A common practice of designing and building VUIs is using the functionality of the major voice assistants, such as Alexa, Google Assistant, or Siri. All these voice assistants can be embedded in other devices or work as standalone components.
In order to enable the integration of their platforms into third-party apps, the major providers released their development kits allowing programming of custom voice-operated functions. Siri Kit, Google Assistant SDK, and Alexa Skills Kit are examples. By using the kits, you can make voice assistants perform commands related to your application.
However, before starting your voice user interface design, we recommend that you carry out user research to find out how the VUI will be used in your app.

User research

The user research is intended to show what users expect to achieve by operating their application via the VUI. The research usually consists of several steps:

Designing the customer journey map

Whether you are building a new voice-enabled app or integrating a VUI in an existing application, you will need a customer journey map showing the path that the user moves along to achieve the goal of your app. 
While mapping the customer journey, the VUI designer plans the points where voice interaction can be implemented. For example, in a weather forecast app it would be natural to enable the voice command “Show me the weather forecast for tonight”.

Analyzing user requirements

Before planning the VUI design, you should identify the requirements that users might have for your voice interface. A good method is to conduct user interviews, and to record your findings in the form of user stories. For example, if you are building a smart home app, you may have the following user story: “As a user, I want to give a voice command so that the kitchen lights are turned on”.
By the way, the same users you asked to participate in the interviews may also help you later at the user testing stage, when you ask them to evaluate whether your design corresponds to their requirements and expectations.

Monitoring the competitors

See how your competitors use voice interfaces. By analyzing the applications of your competitors, and user reviews especially, you can see how they built their VUI, how the users rate their voice search UX, and whether their approach was successful or not.

### Directive 1:
Answer these questions about the text on voice user interface design:
(a) Which three development kits does it give as examples?
(b) What method does it suggest for identifying user requirements, and in what form should the findings be recorded?
(c) When analyzing competitors' applications, what does it say to look at especially?
### Directive 2:
Write out the part of the text on voice user interface design from "Designing the customer" up to and including "of your app.", substituting "user journey map" for "customer journey map".

### Extracted records:
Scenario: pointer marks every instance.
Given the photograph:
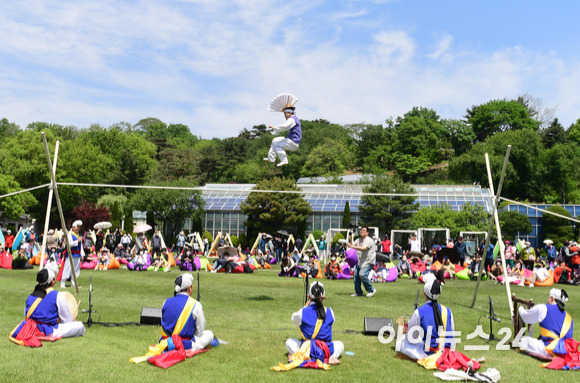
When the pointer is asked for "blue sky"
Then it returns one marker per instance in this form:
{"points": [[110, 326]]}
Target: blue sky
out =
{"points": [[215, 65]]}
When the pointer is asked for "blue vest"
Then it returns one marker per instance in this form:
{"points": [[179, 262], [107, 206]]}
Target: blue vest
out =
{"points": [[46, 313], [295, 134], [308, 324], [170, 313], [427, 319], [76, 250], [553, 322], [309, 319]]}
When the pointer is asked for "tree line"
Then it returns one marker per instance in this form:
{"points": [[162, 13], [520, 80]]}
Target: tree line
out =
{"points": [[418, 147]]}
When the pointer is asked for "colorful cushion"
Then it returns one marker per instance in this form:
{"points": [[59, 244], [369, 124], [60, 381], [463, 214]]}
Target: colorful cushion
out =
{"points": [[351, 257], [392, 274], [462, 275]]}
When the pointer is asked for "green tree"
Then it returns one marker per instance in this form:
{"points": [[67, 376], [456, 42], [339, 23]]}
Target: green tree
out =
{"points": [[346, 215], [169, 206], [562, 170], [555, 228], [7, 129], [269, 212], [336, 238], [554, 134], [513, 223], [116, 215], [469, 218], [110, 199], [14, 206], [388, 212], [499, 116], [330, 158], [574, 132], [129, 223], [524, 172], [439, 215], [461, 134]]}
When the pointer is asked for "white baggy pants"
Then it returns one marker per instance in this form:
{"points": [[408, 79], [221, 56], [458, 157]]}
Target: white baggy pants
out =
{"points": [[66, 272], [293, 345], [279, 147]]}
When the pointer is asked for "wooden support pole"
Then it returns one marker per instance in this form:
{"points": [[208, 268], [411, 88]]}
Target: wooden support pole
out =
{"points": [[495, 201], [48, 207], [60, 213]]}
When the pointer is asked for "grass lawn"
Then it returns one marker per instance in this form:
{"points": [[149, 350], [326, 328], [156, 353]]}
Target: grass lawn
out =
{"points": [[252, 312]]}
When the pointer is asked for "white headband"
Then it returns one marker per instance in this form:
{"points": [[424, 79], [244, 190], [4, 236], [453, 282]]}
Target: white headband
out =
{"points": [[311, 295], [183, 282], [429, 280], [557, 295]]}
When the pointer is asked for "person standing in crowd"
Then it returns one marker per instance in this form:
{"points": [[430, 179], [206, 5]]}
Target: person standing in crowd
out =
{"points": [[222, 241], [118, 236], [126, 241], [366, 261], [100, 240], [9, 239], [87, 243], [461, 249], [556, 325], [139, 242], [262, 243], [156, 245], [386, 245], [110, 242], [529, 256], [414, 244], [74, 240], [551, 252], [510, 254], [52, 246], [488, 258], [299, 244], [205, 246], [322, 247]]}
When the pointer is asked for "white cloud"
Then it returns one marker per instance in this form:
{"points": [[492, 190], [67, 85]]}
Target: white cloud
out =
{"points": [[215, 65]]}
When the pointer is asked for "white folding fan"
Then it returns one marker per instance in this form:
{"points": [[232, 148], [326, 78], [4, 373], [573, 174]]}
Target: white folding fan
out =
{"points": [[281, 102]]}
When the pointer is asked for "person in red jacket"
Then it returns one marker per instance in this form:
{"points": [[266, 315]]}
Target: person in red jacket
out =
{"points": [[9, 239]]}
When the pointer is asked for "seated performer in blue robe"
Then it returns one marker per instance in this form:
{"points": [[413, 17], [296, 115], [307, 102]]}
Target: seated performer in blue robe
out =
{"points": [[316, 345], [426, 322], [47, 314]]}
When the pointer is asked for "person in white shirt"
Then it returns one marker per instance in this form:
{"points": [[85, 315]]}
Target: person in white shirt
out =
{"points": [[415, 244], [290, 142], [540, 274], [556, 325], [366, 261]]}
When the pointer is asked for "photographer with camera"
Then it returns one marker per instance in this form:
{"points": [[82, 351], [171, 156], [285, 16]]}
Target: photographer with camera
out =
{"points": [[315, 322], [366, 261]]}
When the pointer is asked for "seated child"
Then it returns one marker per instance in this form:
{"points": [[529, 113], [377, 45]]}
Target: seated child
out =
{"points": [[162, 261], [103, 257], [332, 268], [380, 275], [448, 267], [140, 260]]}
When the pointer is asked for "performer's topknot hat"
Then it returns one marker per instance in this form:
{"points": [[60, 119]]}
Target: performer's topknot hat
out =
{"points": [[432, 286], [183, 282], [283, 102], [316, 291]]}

---

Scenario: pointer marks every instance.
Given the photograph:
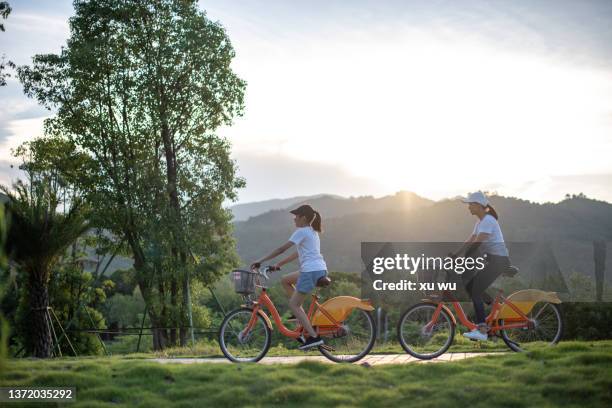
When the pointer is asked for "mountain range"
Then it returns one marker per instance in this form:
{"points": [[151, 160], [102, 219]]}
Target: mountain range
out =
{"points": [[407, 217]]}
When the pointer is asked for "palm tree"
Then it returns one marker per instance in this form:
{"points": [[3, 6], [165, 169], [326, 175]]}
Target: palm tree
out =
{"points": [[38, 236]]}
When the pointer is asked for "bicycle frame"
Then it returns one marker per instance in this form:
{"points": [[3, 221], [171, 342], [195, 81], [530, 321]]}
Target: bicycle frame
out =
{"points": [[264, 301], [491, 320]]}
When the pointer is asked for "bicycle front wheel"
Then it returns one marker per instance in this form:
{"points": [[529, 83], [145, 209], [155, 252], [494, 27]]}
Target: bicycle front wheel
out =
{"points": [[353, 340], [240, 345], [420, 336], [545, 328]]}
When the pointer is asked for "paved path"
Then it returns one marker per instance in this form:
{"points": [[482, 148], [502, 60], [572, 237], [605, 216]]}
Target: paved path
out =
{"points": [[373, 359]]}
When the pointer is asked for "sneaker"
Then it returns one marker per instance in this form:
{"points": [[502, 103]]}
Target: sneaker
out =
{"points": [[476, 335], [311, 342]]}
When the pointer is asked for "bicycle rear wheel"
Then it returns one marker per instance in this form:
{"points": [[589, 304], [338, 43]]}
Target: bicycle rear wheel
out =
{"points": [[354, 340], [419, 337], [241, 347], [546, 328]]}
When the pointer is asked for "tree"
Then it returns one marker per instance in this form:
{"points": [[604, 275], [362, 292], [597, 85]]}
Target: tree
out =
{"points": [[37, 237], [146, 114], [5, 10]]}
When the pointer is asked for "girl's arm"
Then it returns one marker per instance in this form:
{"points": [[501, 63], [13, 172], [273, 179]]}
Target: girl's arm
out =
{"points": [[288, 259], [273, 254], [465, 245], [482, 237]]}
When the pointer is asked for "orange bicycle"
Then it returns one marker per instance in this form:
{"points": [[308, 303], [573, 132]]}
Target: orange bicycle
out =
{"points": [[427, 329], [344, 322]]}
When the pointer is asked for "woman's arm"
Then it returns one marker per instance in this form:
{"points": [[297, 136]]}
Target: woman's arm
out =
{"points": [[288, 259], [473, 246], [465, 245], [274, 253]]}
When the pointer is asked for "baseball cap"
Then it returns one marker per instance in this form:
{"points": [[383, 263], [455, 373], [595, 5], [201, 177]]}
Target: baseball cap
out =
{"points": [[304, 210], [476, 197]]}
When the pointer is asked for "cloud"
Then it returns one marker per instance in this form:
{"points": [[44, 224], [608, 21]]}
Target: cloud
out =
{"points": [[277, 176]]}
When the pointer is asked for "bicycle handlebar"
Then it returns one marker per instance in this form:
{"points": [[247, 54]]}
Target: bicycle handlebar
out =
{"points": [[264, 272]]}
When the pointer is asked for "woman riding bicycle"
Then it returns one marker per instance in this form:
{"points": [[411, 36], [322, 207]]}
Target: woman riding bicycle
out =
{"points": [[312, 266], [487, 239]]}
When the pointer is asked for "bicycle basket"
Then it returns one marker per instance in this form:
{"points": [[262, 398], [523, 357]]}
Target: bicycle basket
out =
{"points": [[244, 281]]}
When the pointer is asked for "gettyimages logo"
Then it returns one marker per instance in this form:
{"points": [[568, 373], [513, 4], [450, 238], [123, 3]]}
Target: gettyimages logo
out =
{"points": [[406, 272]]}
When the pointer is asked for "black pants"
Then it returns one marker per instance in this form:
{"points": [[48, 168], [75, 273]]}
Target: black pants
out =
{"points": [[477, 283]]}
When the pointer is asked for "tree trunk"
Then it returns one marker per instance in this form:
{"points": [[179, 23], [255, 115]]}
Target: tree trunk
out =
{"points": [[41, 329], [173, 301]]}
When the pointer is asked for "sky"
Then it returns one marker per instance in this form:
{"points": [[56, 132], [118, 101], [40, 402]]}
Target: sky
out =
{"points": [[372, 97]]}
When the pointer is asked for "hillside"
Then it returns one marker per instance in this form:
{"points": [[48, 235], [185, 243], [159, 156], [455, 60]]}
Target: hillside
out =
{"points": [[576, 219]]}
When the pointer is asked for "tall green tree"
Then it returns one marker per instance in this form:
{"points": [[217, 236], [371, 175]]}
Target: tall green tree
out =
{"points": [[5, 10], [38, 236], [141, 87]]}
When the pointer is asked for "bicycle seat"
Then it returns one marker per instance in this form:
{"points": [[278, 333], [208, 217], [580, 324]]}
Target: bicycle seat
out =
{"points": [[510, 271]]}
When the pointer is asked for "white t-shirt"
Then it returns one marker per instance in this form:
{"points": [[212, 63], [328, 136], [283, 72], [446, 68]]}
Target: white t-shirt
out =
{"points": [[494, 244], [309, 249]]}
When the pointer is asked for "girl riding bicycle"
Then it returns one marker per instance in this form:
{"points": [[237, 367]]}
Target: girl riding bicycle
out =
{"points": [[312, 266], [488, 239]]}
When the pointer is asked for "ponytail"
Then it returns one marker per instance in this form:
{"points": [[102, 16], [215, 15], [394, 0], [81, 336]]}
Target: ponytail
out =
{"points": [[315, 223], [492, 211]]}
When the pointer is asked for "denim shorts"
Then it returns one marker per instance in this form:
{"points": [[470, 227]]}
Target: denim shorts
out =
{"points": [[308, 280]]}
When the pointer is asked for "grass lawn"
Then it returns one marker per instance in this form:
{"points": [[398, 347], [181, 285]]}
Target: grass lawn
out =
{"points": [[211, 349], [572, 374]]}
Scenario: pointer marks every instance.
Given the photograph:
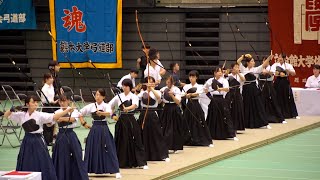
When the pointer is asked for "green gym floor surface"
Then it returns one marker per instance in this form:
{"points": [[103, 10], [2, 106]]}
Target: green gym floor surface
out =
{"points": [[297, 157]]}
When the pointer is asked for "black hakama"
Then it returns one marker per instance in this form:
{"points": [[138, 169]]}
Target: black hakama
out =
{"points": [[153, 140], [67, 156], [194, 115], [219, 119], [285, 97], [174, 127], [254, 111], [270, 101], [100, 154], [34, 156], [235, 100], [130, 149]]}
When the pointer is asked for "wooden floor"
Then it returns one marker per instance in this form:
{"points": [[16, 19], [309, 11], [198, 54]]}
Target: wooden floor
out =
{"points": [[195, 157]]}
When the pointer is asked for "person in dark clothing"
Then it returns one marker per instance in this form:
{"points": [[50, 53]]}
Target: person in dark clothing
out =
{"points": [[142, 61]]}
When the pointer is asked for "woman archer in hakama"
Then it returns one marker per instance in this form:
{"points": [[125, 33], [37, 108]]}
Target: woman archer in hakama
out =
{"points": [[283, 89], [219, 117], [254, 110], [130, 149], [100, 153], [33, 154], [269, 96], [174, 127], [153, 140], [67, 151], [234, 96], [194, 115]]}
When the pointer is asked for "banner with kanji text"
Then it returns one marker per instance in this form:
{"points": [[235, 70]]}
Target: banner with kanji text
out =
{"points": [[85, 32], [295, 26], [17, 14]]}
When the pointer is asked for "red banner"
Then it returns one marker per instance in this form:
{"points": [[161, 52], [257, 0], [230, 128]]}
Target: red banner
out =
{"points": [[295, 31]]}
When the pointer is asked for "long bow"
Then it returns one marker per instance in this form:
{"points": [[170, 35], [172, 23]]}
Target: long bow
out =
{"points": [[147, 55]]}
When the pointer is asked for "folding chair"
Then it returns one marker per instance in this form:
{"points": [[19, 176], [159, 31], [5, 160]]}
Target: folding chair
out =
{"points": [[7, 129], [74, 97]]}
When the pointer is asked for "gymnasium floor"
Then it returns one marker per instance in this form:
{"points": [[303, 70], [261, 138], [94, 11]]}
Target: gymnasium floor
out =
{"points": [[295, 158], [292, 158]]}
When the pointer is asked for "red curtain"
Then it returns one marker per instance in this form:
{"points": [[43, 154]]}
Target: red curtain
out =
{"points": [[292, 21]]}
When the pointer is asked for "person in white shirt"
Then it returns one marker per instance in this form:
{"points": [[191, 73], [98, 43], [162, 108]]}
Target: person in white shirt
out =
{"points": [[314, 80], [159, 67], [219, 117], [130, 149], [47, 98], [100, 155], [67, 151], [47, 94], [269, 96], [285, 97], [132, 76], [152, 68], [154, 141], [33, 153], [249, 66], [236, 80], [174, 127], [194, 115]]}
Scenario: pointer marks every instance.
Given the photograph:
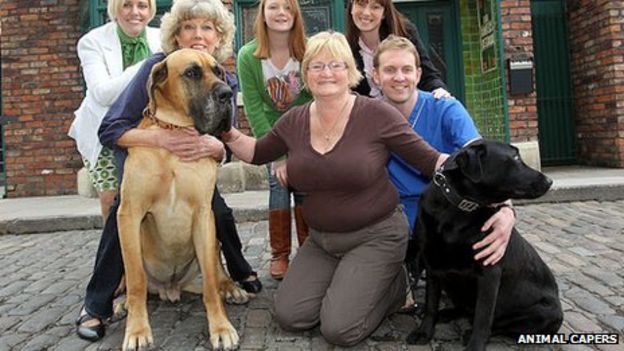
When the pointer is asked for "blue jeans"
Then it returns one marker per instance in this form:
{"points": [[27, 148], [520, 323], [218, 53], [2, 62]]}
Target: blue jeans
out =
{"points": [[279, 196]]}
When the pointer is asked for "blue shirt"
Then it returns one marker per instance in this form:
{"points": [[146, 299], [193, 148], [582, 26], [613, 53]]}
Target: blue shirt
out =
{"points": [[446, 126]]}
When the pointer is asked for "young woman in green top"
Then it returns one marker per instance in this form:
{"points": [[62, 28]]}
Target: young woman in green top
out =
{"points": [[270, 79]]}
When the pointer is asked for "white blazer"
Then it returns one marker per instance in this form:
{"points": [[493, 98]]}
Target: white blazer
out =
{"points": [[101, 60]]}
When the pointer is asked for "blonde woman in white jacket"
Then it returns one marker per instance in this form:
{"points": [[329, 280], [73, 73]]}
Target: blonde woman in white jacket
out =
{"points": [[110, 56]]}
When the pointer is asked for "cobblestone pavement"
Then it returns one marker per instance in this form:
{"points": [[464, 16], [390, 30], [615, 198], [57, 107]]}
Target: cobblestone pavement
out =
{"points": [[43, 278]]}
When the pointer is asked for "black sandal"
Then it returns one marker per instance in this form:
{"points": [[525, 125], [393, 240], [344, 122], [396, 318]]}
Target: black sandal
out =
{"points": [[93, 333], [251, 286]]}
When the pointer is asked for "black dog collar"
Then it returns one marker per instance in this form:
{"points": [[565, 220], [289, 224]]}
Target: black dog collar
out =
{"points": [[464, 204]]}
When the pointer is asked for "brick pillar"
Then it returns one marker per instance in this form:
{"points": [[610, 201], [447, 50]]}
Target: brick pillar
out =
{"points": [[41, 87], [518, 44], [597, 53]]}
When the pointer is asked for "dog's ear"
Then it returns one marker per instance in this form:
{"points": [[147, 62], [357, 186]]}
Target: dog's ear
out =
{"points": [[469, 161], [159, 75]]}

### Complete output 1:
(a) Siri Kit, Google Assistant SDK, and Alexa Skills Kit.
(b) Conduct user interviews and record the findings as user stories.
(c) User reviews.

### Complete output 2:
Designing the user journey map

Whether you are building a new voice-enabled app or integrating a VUI in an existing application, you will need a user journey map showing the path that the user moves along to achieve the goal of your app.